» Excerpted records
##########
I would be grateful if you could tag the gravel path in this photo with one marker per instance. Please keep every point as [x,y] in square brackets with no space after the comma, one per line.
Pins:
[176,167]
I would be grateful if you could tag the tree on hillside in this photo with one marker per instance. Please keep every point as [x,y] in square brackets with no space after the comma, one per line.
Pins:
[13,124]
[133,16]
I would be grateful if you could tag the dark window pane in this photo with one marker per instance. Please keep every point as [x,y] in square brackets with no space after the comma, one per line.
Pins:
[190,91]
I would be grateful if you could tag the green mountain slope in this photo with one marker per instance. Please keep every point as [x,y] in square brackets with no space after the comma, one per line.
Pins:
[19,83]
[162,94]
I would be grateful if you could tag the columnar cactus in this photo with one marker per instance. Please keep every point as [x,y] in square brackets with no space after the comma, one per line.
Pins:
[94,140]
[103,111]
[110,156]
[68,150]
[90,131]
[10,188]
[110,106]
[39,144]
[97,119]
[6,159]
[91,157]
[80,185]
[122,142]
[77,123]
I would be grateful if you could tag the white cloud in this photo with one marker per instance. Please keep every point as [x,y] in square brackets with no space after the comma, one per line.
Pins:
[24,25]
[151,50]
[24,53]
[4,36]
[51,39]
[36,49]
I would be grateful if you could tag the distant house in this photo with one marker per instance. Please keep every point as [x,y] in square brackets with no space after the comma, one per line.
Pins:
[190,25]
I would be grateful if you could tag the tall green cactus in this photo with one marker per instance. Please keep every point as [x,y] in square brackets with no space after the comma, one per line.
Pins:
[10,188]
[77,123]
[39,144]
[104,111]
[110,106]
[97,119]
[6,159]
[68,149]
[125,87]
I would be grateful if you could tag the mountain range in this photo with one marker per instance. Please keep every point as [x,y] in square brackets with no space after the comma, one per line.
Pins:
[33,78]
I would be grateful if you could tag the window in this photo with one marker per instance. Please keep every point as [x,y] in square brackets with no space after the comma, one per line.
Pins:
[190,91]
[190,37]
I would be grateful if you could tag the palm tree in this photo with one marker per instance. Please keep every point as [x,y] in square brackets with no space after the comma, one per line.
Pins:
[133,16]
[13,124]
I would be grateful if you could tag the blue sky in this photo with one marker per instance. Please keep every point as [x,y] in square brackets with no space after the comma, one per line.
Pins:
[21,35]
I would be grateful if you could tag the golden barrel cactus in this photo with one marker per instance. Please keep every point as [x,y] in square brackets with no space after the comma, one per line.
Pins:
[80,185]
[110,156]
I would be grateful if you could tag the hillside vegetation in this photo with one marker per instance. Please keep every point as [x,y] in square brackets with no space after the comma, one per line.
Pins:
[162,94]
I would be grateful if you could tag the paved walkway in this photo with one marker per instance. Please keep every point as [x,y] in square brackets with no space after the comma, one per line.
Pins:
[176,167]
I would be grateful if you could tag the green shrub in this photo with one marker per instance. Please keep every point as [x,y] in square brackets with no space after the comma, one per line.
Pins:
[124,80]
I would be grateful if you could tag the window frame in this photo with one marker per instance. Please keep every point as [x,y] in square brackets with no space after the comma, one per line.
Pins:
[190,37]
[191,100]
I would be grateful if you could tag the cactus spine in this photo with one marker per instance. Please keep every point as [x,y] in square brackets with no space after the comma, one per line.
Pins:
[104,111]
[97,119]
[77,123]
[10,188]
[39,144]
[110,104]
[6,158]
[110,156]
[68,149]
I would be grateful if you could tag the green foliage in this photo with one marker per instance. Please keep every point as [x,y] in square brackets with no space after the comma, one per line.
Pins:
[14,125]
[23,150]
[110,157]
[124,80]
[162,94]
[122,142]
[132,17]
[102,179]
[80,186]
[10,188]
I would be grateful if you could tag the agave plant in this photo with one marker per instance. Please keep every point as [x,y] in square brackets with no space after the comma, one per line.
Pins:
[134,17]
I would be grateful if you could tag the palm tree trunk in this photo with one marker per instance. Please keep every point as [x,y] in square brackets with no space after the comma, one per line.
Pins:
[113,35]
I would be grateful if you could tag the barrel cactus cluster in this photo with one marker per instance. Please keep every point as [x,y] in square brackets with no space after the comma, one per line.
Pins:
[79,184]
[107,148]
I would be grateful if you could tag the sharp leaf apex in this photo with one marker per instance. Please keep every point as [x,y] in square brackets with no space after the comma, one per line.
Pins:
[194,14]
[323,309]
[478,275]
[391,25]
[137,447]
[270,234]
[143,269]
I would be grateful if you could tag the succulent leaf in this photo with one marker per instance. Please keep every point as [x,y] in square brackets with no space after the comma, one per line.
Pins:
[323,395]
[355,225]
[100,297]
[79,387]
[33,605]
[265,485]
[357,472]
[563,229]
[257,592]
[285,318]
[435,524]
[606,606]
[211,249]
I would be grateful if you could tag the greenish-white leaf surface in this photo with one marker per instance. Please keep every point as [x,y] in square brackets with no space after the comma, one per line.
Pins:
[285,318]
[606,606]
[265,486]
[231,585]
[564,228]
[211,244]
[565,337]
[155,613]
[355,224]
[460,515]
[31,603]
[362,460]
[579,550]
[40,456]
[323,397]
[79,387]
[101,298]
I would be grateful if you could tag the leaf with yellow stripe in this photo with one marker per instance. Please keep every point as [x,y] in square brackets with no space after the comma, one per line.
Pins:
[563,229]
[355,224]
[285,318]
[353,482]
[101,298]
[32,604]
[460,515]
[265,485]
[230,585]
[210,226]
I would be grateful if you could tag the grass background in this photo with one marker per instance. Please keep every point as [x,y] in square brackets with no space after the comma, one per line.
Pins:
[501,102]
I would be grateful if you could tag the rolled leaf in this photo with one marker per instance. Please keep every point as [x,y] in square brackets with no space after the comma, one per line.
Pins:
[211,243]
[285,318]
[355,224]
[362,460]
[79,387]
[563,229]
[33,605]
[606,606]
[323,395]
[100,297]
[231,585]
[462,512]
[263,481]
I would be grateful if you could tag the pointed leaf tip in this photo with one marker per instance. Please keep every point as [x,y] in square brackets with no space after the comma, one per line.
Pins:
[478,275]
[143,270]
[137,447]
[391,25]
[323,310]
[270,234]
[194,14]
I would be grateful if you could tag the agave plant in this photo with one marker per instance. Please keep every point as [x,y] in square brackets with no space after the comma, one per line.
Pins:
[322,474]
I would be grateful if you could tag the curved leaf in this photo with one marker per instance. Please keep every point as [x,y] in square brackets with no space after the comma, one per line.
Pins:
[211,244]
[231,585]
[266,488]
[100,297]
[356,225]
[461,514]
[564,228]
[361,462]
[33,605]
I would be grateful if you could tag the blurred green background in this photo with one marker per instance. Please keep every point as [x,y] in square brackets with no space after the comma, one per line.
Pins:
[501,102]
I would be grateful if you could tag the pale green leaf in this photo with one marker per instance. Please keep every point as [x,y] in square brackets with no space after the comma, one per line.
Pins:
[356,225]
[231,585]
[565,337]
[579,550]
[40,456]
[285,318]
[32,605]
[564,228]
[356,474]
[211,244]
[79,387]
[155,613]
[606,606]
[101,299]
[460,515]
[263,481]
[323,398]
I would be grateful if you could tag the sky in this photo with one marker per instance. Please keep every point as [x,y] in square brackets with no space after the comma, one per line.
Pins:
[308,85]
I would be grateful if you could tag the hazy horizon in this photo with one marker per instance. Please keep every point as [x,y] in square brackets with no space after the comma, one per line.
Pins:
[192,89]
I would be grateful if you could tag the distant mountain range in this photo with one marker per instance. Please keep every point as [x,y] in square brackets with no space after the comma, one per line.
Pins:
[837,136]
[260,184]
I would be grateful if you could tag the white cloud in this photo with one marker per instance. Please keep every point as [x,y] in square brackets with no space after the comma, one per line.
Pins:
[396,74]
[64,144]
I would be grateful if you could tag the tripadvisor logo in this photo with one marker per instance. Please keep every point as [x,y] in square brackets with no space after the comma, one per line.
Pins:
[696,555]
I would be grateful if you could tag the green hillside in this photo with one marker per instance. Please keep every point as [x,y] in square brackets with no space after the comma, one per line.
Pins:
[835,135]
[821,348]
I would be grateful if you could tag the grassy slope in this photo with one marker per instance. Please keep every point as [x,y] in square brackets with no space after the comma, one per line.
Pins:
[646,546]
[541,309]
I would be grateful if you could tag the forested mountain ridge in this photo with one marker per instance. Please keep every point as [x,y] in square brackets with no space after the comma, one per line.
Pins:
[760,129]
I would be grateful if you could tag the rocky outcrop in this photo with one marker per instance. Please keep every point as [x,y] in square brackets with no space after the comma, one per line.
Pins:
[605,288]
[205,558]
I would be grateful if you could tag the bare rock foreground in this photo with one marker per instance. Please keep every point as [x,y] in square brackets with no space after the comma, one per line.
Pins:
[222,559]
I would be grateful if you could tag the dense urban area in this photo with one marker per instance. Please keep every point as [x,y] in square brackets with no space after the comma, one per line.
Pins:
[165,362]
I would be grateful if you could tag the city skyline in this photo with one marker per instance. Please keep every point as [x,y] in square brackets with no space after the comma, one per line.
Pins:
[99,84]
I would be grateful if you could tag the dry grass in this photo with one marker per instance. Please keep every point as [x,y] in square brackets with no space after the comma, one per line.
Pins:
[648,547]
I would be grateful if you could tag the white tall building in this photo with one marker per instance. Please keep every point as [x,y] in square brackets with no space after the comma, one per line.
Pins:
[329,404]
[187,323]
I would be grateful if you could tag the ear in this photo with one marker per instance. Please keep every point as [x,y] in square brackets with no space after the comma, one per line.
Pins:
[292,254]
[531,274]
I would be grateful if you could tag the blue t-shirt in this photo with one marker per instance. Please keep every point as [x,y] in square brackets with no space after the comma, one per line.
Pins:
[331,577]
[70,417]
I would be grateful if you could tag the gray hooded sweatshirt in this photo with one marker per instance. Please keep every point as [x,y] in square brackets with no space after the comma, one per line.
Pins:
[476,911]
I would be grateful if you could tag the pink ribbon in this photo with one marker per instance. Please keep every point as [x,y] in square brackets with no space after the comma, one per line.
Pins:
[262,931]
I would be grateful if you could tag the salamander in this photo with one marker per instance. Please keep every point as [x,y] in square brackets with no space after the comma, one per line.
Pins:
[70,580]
##########
Extract exactly the lines between the line containing "I would be grateful if you could tag the dry" and the end of the data, including both.

» Output below
I would be grateful if you could tag the dry grass in this photo with one marker per instance. Please keep every point as [x,y] in square brackets with no space after the comma, one per line.
Pins:
[648,547]
I would be grateful if you could tag the white tall building in this photo with one marker per instance. Please keep every point as [x,y] in square brackets with no space after the comma, one per line.
Pins:
[329,404]
[187,323]
I would be grateful if you could tag the ear in this photo with one marker per instance. Please keep every point as [x,y] in square brackets with no space after the comma, one per line.
Pins:
[292,254]
[531,274]
I would be grateful if you could tag the blue t-shirt in this photo with one marker per instance. Please keep every point as [x,y] in square brackets with no space after the comma, one per line.
Pins:
[331,577]
[70,417]
I would be grateful if you could tag the gray hooded sweatshirt in this photo with one marker per instance. Please keep every point as [x,y] in square brackets with no space after the comma, one per line.
Pins:
[476,911]
I would be grateful if you could tag the pink ribbon in this photo with one marker per instance. Please keep every point as [x,y] in square brackets with no space after the comma, one per line.
Pins:
[262,931]
I would be grateful if you could tag the salamander in this photo with one marker per instance. Please keep every point as [x,y] in square brackets with no space after the comma, one per line.
Pins:
[70,580]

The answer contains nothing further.